Text segment -
_ _ _ _
THE CHICAGO TRIBUNE recently published an article that reported: Addiction is a brain disease, “not a choice, not a personality flaw, not a moral failing,” said Dr. Jody Glance, an addiction specialist at the University of Pittsburgh Medical Center. Researchers have found that a key part of what makes opioid addiction so entrenched and difficult to quit is the way the drug changes the brain.
When you sense something pleasurable, the brain releases a natural chemical called dopamine that trains the body to remember, “I liked that, let’s do it again.” That’s the brain’s reward system, and opioids can hijack it by triggering a surge of dopamine larger than nature ever could. Repeated opioid use overloads circuits in multiple brain regions. At the same time, the brain gradually releases less dopamine in response to other things the person once found pleasurable. Eventually they seek more of the drug not to get high, but to avoid constantly feeling low.
_ _ _ _
Given records -
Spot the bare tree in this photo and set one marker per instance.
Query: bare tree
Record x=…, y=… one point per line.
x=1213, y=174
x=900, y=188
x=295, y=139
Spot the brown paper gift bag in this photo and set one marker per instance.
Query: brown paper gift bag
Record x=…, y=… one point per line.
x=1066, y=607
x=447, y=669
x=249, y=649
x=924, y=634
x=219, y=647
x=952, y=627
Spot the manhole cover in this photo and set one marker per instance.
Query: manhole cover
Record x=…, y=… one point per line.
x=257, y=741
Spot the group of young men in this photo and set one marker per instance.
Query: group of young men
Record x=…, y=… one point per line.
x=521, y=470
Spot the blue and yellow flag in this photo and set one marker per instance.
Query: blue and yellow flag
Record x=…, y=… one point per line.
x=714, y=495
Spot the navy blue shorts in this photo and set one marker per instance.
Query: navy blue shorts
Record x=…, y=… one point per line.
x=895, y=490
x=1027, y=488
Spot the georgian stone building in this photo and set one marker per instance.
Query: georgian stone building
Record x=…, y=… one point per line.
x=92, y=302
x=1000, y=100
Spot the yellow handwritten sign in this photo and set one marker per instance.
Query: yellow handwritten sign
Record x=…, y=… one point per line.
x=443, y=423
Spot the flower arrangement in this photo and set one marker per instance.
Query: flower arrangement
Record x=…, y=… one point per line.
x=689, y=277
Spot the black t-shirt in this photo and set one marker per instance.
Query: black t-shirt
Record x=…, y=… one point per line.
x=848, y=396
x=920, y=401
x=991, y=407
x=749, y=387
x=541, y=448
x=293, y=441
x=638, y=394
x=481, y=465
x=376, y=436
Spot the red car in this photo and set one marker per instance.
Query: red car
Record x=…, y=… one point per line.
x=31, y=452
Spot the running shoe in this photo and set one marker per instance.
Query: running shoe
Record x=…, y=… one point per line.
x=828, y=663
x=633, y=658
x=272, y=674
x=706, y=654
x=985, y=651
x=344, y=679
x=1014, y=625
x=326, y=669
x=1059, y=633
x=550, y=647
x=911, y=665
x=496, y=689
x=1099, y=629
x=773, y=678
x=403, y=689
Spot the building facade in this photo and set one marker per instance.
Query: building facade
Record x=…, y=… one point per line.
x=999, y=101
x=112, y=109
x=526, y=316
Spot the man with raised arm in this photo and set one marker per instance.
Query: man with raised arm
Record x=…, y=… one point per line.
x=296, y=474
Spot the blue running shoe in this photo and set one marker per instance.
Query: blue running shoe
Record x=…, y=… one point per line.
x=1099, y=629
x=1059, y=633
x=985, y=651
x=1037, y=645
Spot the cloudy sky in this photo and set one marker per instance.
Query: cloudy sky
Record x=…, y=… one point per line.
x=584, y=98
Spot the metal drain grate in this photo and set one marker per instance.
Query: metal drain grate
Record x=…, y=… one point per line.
_ _ _ _
Problem - Continue the passage on opioid addiction and the brain from the point where it stops. The items have nothing to do with the passage on opioid addiction.

Task output -
My reaction: When my son was in active addiction, I didn’t know anything about the affect of opiates on the brain. It was all so new and overwhelming to me. He was prescribed medication, including methadone and buprenorphine, but he abused everything he came into contact with. Despite my best efforts to find good treatment for my son, I needed additional education and other options.
Today’s Promise to consider: Drug use is not a personal affront to those they love, but it is an addict in pursuit of dopamine stimulation – and eventually, regulation. Brain research shows that addiction seizes the brain and sends the user down a path that’s out of his control. Today, I commit to continuing to educate myself about current addiction and recovery research. I pray for wisdom – for son, myself, and the therapeutic community.